When you return the data, keep each character exactly as it appears.

Records contained in a dataset:
::::

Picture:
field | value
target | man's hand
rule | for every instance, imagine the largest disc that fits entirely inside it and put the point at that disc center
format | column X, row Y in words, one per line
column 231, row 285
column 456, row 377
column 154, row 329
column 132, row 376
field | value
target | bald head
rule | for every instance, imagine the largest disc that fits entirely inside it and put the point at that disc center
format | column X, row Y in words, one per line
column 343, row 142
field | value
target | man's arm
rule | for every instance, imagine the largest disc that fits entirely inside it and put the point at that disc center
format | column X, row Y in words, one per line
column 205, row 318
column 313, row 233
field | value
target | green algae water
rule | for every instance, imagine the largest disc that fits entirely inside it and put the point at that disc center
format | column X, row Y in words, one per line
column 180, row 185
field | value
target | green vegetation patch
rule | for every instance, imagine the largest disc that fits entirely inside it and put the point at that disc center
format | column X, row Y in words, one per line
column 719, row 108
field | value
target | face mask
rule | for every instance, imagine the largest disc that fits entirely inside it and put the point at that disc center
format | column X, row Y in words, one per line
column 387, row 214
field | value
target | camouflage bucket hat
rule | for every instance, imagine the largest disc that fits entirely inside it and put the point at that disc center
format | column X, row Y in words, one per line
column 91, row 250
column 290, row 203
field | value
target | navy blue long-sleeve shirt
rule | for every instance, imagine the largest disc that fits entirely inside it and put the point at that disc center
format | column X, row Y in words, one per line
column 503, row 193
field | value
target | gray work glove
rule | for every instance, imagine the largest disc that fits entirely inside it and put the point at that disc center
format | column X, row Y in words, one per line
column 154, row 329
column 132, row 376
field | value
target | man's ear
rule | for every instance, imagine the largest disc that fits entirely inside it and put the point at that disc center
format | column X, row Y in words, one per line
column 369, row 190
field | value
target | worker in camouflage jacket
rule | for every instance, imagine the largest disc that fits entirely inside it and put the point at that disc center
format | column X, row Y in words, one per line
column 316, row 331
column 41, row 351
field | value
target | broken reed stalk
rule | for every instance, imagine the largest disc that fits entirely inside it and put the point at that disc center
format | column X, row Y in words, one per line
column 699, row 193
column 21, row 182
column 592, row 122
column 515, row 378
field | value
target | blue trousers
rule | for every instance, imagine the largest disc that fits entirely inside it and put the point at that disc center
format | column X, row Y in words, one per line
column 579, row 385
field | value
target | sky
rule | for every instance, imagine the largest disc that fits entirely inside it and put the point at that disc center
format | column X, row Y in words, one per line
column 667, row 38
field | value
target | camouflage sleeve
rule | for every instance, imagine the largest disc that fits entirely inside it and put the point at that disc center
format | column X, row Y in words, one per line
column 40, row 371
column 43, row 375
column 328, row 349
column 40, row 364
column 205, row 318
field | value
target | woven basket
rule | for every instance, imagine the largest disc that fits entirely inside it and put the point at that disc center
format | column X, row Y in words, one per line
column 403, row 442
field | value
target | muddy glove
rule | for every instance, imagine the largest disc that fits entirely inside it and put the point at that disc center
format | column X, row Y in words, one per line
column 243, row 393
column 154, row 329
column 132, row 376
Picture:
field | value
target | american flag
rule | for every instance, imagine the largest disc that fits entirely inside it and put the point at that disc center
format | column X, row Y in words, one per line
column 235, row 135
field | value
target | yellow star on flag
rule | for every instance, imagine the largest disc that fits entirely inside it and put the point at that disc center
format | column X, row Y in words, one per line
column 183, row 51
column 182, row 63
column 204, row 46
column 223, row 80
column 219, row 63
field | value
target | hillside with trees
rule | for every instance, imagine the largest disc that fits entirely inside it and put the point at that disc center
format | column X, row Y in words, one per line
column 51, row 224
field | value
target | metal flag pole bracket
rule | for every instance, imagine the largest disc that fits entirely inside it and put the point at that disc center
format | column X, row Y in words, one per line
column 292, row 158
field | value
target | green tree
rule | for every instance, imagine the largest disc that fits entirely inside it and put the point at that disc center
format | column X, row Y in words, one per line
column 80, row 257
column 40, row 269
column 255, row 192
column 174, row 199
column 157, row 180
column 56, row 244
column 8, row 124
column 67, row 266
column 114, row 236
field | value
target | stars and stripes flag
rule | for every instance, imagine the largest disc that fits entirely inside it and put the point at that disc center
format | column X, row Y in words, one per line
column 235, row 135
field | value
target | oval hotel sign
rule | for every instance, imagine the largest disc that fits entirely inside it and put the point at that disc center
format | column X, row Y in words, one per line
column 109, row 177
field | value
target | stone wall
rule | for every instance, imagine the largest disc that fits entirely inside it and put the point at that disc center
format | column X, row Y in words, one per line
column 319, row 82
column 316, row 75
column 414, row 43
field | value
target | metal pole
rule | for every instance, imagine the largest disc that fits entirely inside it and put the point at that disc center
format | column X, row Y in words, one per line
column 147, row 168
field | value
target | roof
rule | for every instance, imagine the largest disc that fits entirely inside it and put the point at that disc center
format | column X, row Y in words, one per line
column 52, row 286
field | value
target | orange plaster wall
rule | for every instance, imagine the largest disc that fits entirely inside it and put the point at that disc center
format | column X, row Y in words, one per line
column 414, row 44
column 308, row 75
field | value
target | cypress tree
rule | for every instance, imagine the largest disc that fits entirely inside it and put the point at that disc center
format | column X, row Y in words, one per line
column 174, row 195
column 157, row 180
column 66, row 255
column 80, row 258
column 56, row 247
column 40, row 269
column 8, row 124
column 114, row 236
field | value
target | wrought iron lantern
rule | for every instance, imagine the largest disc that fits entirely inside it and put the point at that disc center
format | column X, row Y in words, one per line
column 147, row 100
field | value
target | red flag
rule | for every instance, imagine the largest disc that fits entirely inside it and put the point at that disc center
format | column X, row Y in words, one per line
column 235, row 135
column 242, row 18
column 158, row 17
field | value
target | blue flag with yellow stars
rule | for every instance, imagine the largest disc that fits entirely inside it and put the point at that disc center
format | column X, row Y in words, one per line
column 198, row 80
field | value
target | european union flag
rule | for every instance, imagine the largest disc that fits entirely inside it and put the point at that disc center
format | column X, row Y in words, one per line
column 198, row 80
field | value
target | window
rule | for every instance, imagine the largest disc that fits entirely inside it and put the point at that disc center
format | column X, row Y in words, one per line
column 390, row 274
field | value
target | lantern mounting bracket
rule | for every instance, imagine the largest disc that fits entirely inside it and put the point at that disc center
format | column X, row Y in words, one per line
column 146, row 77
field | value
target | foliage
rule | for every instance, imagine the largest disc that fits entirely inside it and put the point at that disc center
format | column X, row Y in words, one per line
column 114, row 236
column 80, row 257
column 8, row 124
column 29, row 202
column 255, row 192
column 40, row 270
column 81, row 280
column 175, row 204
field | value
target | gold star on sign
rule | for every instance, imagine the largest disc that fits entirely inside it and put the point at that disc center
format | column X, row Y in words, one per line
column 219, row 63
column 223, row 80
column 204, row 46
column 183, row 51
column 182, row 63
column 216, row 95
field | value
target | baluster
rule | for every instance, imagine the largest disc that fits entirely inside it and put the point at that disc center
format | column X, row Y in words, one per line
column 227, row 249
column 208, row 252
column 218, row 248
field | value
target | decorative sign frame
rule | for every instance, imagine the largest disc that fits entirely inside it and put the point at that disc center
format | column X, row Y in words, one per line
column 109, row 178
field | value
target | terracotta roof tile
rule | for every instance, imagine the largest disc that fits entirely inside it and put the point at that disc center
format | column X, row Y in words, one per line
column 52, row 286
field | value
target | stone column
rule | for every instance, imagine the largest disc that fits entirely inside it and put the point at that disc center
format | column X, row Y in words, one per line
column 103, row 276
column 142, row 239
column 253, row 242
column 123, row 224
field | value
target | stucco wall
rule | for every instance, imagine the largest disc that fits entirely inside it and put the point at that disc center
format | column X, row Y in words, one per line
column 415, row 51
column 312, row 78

::::

# Reply:
Picture:
field | value
target | man's hand
rule | for every instance, imagine the largest disc that fits entirely inside it and put the point at that disc center
format | column X, row Y in words, one per line
column 231, row 285
column 456, row 377
column 154, row 329
column 132, row 376
field | value
target | bald head
rule | for every instance, imagine the largest disc that fits entirely inside it and put the point at that disc center
format | column X, row Y in words, one per line
column 343, row 142
field | value
target | man's arm
rule | for every instance, imagine the largest disc that fits entirely inside it and put the point at that disc center
format | column X, row Y in words, one per line
column 205, row 318
column 313, row 233
field | value
target | green algae water
rule | for every instance, imagine the largest disc that fits entirely inside it and put the point at that disc center
format | column X, row Y in words, one per line
column 180, row 185
field | value
target | green vegetation patch
rule | for every instance, imagine the largest disc that fits entirely inside it and put the point at that disc center
format | column X, row Y in words, one per line
column 719, row 108
field | value
target | face mask
rule | for every instance, imagine the largest disc that fits entirely inside it and put the point at that disc center
format | column X, row Y in words, one per line
column 387, row 214
field | value
target | camouflage bucket hat
rule | for every instance, imagine the largest disc that fits entirely inside it and put the point at that disc center
format | column X, row Y in words, one per line
column 91, row 250
column 290, row 203
field | value
target | navy blue long-sleeve shirt
rule | for every instance, imagine the largest disc that fits entirely inside it and put the point at that disc center
format | column X, row Y in words, one per line
column 503, row 193
field | value
target | gray work glove
rule | for every instance, imagine the largest disc that fits entirely inside it and put the point at that disc center
format | column X, row Y in words, one per line
column 154, row 329
column 132, row 376
field | value
target | man's ear
rule | for every instance, imagine the largest disc that fits entirely inside it and put the point at that disc center
format | column X, row Y in words, one per line
column 369, row 190
field | value
target | worker in camouflage jacket
rule | for every instance, imagine the largest disc that fits entirely inside it and put the point at that disc center
format | column X, row Y in words, one per line
column 316, row 331
column 41, row 351
field | value
target | broken reed stalk
rule | for every instance, imagine the largest disc that fits entirely inside it and put the point at that disc center
format | column X, row Y in words, one per line
column 699, row 193
column 21, row 182
column 592, row 122
column 515, row 378
field | value
target | blue trousers
rule | for every instance, imagine the largest disc that fits entirely inside it and put the point at that disc center
format | column X, row Y in words, one per line
column 579, row 385
field | value
target | sky
rule | for every instance, imagine the largest disc that fits entirely inside it and put the point at that disc center
format | column X, row Y in words, one per line
column 667, row 38
field | value
target | camouflage sleeve
rule | for every instance, imagine the largest disc that fits entirely inside it and put the point at that disc center
format | column X, row Y in words, one per line
column 40, row 371
column 43, row 375
column 328, row 349
column 40, row 364
column 205, row 318
field | value
target | woven basket
rule | for every instance, imagine the largest disc that fits entirely inside it and put the point at that disc center
format | column X, row Y in words, one per line
column 403, row 442
field | value
target | muddy glove
rule | for every instance, imagine the largest disc that fits entirely inside it and put the point at that disc center
format | column X, row Y in words, one per line
column 243, row 393
column 154, row 329
column 132, row 376
Picture:
field | value
target | american flag
rule | for every instance, imagine the largest disc that fits entirely inside it and put the point at that disc center
format | column X, row Y in words, one per line
column 235, row 135
field | value
target | yellow star on flag
rule | for every instance, imagine the largest disc that fits entirely inside it and put the point at that disc center
format | column X, row Y in words, one per line
column 183, row 51
column 182, row 63
column 204, row 46
column 223, row 80
column 219, row 63
field | value
target | hillside with trees
rule | for every instance, imagine the largest disc that fits entirely inside it and put the point at that disc center
format | column X, row Y in words, one per line
column 51, row 224
field | value
target | metal flag pole bracket
rule | for every instance, imagine the largest disc that fits entirely inside it and put the point at that disc center
format | column X, row Y in words, one per line
column 292, row 158
field | value
target | green tree
rule | for every instance, imagine the largest disc that fits entirely inside it and put the point at that disc center
format | column X, row Y in words, one per line
column 80, row 257
column 40, row 269
column 255, row 192
column 174, row 199
column 157, row 180
column 56, row 244
column 8, row 124
column 67, row 266
column 114, row 236
field | value
target | stars and stripes flag
rule | for every instance, imagine the largest disc that fits entirely inside it and put the point at that disc center
format | column X, row Y in words, one per line
column 235, row 135
field | value
target | oval hotel sign
rule | for every instance, imagine the largest disc that fits entirely inside it and put the point at that disc center
format | column X, row Y in words, one per line
column 109, row 177
field | value
target | stone wall
rule | for every instance, imagine the largest disc that fits entirely inside it and put the point at that disc center
format | column X, row Y in words, one per line
column 319, row 82
column 316, row 75
column 414, row 43
field | value
target | metal pole
rule | for every instance, imagine the largest disc that fits entirely inside it and put the point at that disc center
format | column X, row Y in words, one per line
column 147, row 168
field | value
target | roof
rule | for every instance, imagine the largest disc that fits entirely inside it and put the point at that disc center
format | column X, row Y in words, one per line
column 52, row 286
field | value
target | orange plaster wall
rule | for every instance, imagine the largest disc that fits entirely inside it and put the point at that disc center
format | column X, row Y in words, one per line
column 414, row 44
column 308, row 75
field | value
target | cypress tree
rule | for every instance, imagine the largest disc that fits entirely inside it and put the point at that disc center
format | column X, row Y in words, one per line
column 174, row 195
column 157, row 180
column 66, row 255
column 80, row 258
column 56, row 247
column 40, row 269
column 8, row 124
column 114, row 236
field | value
target | wrought iron lantern
rule | for every instance, imagine the largest disc that fits entirely inside it and put the point at that disc center
format | column X, row Y in words, one per line
column 147, row 100
field | value
target | red flag
rule | for every instance, imagine the largest disc that fits entirely inside it and put the point at that disc center
format | column X, row Y in words, one per line
column 235, row 135
column 242, row 18
column 158, row 17
field | value
target | blue flag with yellow stars
rule | for every instance, imagine the largest disc that fits entirely inside it and put the point at that disc center
format | column X, row Y in words, one per line
column 198, row 80
field | value
target | european union flag
rule | for every instance, imagine the largest disc that fits entirely inside it and put the point at that disc center
format | column X, row Y in words, one per line
column 198, row 80
field | value
target | window
rule | for every instance, imagine the largest disc that fits entirely inside it and put the point at that disc center
format | column X, row Y in words, one per line
column 390, row 274
field | value
target | lantern mounting bracket
rule | for every instance, imagine the largest disc that fits entirely inside it and put the point at that disc center
format | column X, row Y in words, one per line
column 146, row 77
field | value
target | foliage
rule | for every instance, imagine the largest disc that fits entirely inside it and put the point at that disc center
format | column X, row Y in words, one per line
column 114, row 236
column 80, row 257
column 8, row 124
column 29, row 202
column 255, row 192
column 40, row 270
column 81, row 280
column 175, row 204
field | value
target | gold star on sign
rule | for every instance, imagine the largest disc that fits entirely inside it and put the point at that disc center
format | column X, row Y in words, one per line
column 219, row 63
column 223, row 80
column 204, row 46
column 183, row 51
column 182, row 63
column 216, row 95
field | value
target | baluster
rule | for every instance, imagine the largest disc that fits entirely inside it and put the point at that disc center
format | column X, row Y in words, one per line
column 227, row 249
column 208, row 252
column 218, row 248
field | value
target | decorative sign frame
rule | for every instance, imagine the largest disc that fits entirely inside it and put the point at that disc center
format | column X, row Y in words, one per line
column 109, row 178
field | value
target | terracotta roof tile
rule | for every instance, imagine the largest disc that fits entirely inside it and put the point at that disc center
format | column X, row Y in words, one per line
column 52, row 286
field | value
target | stone column
rule | for every instance, imagine the largest disc that fits entirely inside it and put the point at that disc center
format | column X, row Y in words, one per line
column 103, row 276
column 142, row 239
column 253, row 242
column 123, row 224
field | value
target | stucco wall
rule | for every instance, imagine the largest disc that fits entirely inside it and put the point at that disc center
format | column X, row Y in words, one per line
column 415, row 51
column 312, row 78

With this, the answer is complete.